Scale the points in the listing below, starting at and including the line containing "of the black" and running through the final line of the listing. Reproduce every one of those lines, request lines included, and multiply each x and y coordinate by 0.5, rounding to whole numbers with halves going up.

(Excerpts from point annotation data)
-------------------------

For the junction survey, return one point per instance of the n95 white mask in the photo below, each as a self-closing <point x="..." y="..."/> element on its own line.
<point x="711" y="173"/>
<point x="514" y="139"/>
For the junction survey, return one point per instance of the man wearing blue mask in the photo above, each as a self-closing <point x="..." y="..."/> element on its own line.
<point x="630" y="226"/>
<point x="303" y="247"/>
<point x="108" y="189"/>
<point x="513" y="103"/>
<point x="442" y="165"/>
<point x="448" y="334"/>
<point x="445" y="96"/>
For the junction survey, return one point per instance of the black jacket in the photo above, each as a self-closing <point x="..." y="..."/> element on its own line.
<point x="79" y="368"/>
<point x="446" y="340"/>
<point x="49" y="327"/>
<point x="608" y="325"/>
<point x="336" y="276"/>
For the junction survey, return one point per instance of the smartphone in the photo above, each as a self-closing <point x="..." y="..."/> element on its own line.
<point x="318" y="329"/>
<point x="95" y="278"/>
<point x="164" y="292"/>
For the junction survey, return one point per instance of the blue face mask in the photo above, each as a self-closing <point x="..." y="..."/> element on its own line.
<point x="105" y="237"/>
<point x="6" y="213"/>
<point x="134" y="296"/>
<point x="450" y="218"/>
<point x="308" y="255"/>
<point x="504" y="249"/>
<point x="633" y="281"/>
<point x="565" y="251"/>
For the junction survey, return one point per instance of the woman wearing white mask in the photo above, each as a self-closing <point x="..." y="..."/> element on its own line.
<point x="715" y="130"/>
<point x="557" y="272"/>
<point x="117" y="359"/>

-------------------------

RESPONSE TO THE TASK>
For the junction survey, return one point per instance of the black jacket in the photo above, each as a self-closing <point x="..." y="..."/> element on its own line.
<point x="40" y="184"/>
<point x="223" y="170"/>
<point x="25" y="164"/>
<point x="304" y="163"/>
<point x="168" y="138"/>
For the junction survey, return one point per instance of the smartphone in the photo above, each as a self-closing <point x="..." y="..."/> element on its own line.
<point x="159" y="165"/>
<point x="48" y="139"/>
<point x="82" y="146"/>
For the junction survey, return one point per instance of the blue face mask in the photo above, each as a self-closing <point x="..." y="..."/> element on its own line.
<point x="53" y="119"/>
<point x="3" y="107"/>
<point x="67" y="148"/>
<point x="225" y="109"/>
<point x="154" y="128"/>
<point x="252" y="125"/>
<point x="317" y="141"/>
<point x="283" y="126"/>
For the junction survey, return one point per instance of the woman wearing white mask in the photo above, each as a self-closing <point x="..." y="..."/> element on its own line.
<point x="358" y="65"/>
<point x="279" y="136"/>
<point x="59" y="180"/>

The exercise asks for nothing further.